▸ **STATED GOAL**:
Please write out the section of the marriage story that starts with "Valerie and William with" and ends with "marriage license was.", swapping "driving license" for "driver's license" everywhere it occurs.
* begin EXTRACT *
My son survived and was born prematurely a few weeks later and we now have three sons: two boys together and my son from before our marriage. Our third son was born in 2000.

Like with every marriage we've had ups and downs. I definitely think we were both great parents; that's what we strove to be. We both had the idea that we wanted our kids to have more than we had coming up, so we put a lot into them and probably not as much into each other.

One of the things we had talked about before we got married was that divorce was never going to be an option for us, so that was not a word that we had in our vocabulary. But we really just had common problems like communication, stress, life, sick parents and trying to juggle it all. When you're in it, it's really hard to maneuver, so we did have counseling. It's like maintenance on a car, it keeps the communication flowing and it gives you new tools. A lot of people believe the grass is greener on the other side, but I really don't. Our faith, our communication, our belief that divorce is not an option and counseling have all helped us over the years.

Valerie and William with Their Granddaughters
Valerie and William Beverley with their twin granddaughters. Valerie Beverley

More recently, the Real ID was introduced in Virginia that you have to have on your driving license in order to board domestic flights. It was time for me to renew my driving license in 2021, so I went a week before my birthday to the Department of Motor Vehicles (DMV) with all my paperwork, but the woman there asked where my marriage license was.
* end EXTRACT *
* begin LISTING *
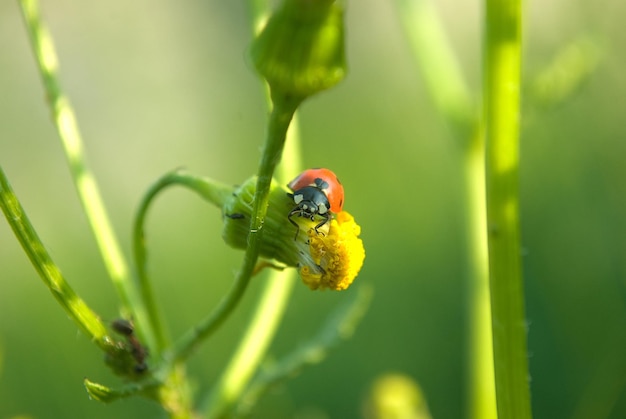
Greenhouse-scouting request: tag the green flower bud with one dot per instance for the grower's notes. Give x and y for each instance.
(301, 49)
(328, 257)
(278, 236)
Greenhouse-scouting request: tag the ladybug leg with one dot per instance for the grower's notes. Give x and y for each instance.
(324, 221)
(291, 214)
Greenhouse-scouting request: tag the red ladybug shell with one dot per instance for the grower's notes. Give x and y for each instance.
(334, 191)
* end LISTING *
▸ **WORKED ANSWER**:
Valerie and William with Their Granddaughters
Valerie and William Beverley with their twin granddaughters. Valerie Beverley

More recently, the Real ID was introduced in Virginia that you have to have on your driver's license in order to board domestic flights. It was time for me to renew my driver's license in 2021, so I went a week before my birthday to the Department of Motor Vehicles (DMV) with all my paperwork, but the woman there asked where my marriage license was.